─── Provided entries
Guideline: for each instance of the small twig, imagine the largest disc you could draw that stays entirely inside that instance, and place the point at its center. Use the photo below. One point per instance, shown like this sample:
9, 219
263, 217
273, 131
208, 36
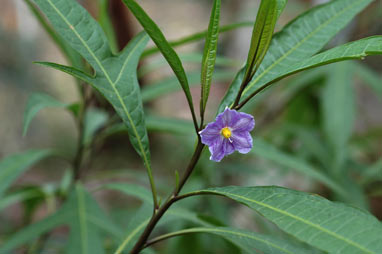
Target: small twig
170, 200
──────
What is needed: Rescale the records above by rewriting every line, requests included, with each coordinate in the answers multiplied by 1.6 and rounded to the nearest whole number, halves rounded up. Leave the numbers in the requests and their format samples unchanged, and leave the pictures out of your answer.

Result of the task:
Guideline: for each instance of the small twig, imagine the largest disc you could draw that stays entirely inside that instance, and place the point at its center. Use the photo below. One point per instance, shown like this sample:
9, 219
263, 217
273, 131
208, 36
Target: small twig
272, 320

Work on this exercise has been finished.